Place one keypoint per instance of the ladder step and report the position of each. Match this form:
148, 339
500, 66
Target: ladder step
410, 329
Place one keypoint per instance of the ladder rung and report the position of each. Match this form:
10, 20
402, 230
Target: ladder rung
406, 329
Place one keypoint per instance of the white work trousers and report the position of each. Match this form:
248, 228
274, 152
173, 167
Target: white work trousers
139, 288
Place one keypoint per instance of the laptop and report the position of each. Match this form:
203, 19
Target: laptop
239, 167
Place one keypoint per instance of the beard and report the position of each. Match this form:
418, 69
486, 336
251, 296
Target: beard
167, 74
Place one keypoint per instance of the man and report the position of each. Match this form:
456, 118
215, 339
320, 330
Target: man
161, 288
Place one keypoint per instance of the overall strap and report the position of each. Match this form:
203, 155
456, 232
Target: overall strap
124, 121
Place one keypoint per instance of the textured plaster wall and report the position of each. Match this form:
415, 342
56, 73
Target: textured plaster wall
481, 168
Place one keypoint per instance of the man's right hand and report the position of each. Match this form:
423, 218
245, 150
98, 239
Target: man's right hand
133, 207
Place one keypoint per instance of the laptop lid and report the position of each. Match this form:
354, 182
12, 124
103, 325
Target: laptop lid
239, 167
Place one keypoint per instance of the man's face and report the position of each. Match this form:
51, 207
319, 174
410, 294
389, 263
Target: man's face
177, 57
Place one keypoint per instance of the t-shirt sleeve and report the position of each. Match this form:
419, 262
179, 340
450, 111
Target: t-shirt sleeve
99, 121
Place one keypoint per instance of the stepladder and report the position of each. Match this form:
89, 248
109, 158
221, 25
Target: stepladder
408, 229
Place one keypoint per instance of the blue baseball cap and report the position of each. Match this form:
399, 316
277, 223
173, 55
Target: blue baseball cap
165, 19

- AIM -
Please write out every entry above word for word, keeping each line as it appears.

- OUTPUT OF THE TASK -
Place one keypoint per instance of the ladder step and report the position of each. Match this form:
148, 339
500, 66
Target: ladder step
410, 329
Place one keypoint per instance of the ladder rung and report the position of each. Match this form:
10, 20
402, 230
Target: ladder rung
406, 329
Place one keypoint per instance of the white work trousers and report the position of each. Match this form:
248, 228
274, 152
173, 167
Target: white work trousers
139, 288
Place one keypoint per instance of the laptop and report the position of each. Match this form:
203, 19
Target: laptop
239, 167
Place one keypoint per instance of the beard and report the position of each. Match this form:
418, 69
486, 336
251, 296
Target: beard
167, 74
Place one keypoint per instance of the man and report the position of each. Match this form:
456, 118
215, 339
320, 330
Target: man
161, 288
Place one keypoint per instance of the overall strap and report the position of each. Match this form:
203, 155
456, 232
Target: overall strap
124, 121
Place one keypoint per instance of the textured plaster wall and report the position of each. Match this form:
415, 342
56, 73
Target: textured plaster wall
481, 168
Place one keypoint per instance of the man's right hand and report the position of each. Match this form:
423, 218
245, 150
98, 239
Target: man's right hand
133, 207
Place one keypoint per instance of the laptop lid and report the position of each. Match this form:
354, 182
12, 124
103, 325
Target: laptop lid
239, 167
Place one keypoint per instance of the man's face and report the position of each. Match this form:
51, 207
319, 174
410, 294
389, 263
Target: man's face
177, 57
Place one keypoint per instance of the t-shirt sleeve and report the position of each. Match this form:
419, 262
179, 340
450, 111
Target: t-shirt sleeve
99, 121
Place one keypoint per instance of the stepladder and report the position of each. Match this form:
89, 248
109, 158
221, 25
Target: stepladder
408, 229
Place one keypoint per instance of the blue baseball cap and report the position of each. Match this form:
399, 316
277, 223
173, 55
Target: blue baseball cap
165, 19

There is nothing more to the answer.